# Hydraulic pump 4440 JD



## gradyjohn (Jul 17, 2012)

Does anyone know what is involved in replacing the hydraulic pump on a John Deere 4440? It is leaking on top between the pump and the selector.


----------



## Tx Jim (Jun 30, 2014)

Why don't you reseal your old hyd pump? Remove radiator to access the hyd pump.


----------



## somedevildawg (Jun 20, 2011)

Rebuild the entire pump.....


----------



## gradyjohn (Jul 17, 2012)

Talked to JD dealer and they said to remove the radiator and condenser/oil cooler to get it out. Of course there are a few other items. Already busted a ac hose so will have to get that too. Almost have the radiator out.


----------



## gradyjohn (Jul 17, 2012)

Update have the radiator out and blew gunk out. It was nasty down there. Now I have to find a 1 1/4 and 1 inch flare nut wrench to undue the two lines on the side that you can't get an open wrench in the space. Then I will figure how to get the pump out. :angry:


----------



## Beav (Feb 14, 2016)

Best tool for me is the phone to make an appointment and a trailer to haul it to the dealer


----------



## gradyjohn (Jul 17, 2012)

Beav said:


> Best tool for me is the phone to make an appointment and a trailer to haul it to the dealer


I think it is a little late for that?


----------



## carcajou (Jan 28, 2011)

Need to do the same soon. Our 4440 needs a new rad. Likely will change the pump drive at the same time.


----------



## Tx Jim (Jun 30, 2014)

gradyjohn said:


> I think it is a little late for that?


gradyjohn

It's not too late to cut some angle irons to set on boom cyl rods held in place by rad hose clamps on each side to provide safety stops for repairman's protection from possible falling FEL boom!!!!!!.


----------



## IH 1586 (Oct 16, 2014)

Beav said:


> Best tool for me is the phone to make an appointment and a trailer to haul it to the dealer


Do that here and it might come back in worse condition then when it left.



gradyjohn said:


> Does anyone know what is involved in replacing the hydraulic pump on a John Deere 4440? It is leaking on top between the pump and the selector.
> 
> 
> 
> ...


Looking at your last picture I would start with removing the loader and the hood.



Tx Jim said:


> gradyjohn
> 
> It's not too late to cut some angle irons to set on boom cyl rods held in place by rad hose clamps on each side to provide safety stops for repairman's protection from possible falling FEL boom!!!!!!.


That would make me nervous working like that. Maybe its chained up some how.


----------



## gradyjohn (Jul 17, 2012)

IH 1586 said:


> Do that here and it might come back in worse condition then when it left.

EXERCISE INSTRUCTIONS =
1. Find each line in the listing that includes the string "wooden" and copy those lines out.
2. Carry the hydraulic pump thread forward from its last line, writing the next part of that final post.
The hydraulic pump thread and the listing have no connection to each other.

SUPPLIED ENTRIES =
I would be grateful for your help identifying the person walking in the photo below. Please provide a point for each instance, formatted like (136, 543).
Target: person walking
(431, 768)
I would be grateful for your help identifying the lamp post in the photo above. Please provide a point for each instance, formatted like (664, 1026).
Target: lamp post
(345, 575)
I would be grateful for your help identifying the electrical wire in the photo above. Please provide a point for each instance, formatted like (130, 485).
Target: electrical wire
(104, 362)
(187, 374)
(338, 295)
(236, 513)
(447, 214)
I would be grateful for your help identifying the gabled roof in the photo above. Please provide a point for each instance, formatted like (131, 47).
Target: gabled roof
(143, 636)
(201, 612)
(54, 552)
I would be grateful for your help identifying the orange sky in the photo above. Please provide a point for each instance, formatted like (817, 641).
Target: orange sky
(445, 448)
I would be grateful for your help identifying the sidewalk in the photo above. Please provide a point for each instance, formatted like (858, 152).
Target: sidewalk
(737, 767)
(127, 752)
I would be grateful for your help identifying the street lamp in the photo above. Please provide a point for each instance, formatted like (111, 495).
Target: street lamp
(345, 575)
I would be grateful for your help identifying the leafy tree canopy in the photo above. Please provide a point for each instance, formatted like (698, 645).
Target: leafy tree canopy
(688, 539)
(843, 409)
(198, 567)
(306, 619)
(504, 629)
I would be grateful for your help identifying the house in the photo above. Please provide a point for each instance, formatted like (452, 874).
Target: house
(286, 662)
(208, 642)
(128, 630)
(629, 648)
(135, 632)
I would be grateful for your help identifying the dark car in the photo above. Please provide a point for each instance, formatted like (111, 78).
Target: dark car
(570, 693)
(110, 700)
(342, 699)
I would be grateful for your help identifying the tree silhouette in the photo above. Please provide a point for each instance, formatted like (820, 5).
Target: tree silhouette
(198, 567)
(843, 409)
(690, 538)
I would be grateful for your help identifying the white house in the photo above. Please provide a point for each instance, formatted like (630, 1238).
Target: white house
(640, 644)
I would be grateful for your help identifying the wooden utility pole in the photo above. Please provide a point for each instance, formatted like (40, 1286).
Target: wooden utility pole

EXERCISE RESPONSES =
1.
I would be grateful for your help identifying the wooden utility pole in the photo above. Please provide a point for each instance, formatted like (40, 1286).
Target: wooden utility pole

2.
> 
> Looking at your last picture I would start with removing the loader and the hood.
> 
> That would make me nervous working like that. Maybe its chained up some how.


The loader is blocked up. Just need a 1 1/4 flare nut wrench and a 1 inch flare nut wrench. They are on the lines on the left and right.


----------



## gradyjohn (Jul 17, 2012)

Update.

I have got a 1/2 inch drive crowsfoot 12pt 1 1/4. That will take care of the left side line. I should receive a 1" hydraulic line wrench Monday or Tuesday. Talked to another JD person and they said I had to raise the fuel tank to get the pump out. I have run out of time on spring break. As a side note I took the radiator to a repair shop because the side pieces were loose. They will fix that and check it out. Hope to have is all back together by hay season. Say a mayfly last night ... hay season might come early in N Texas.


----------



## mlappin (Jun 25, 2009)

Looks pretty much like our JD400 and JD401C. Inspect the coupler closely while it's out, never easier to replace than now.


----------



## gradyjohn (Jul 17, 2012)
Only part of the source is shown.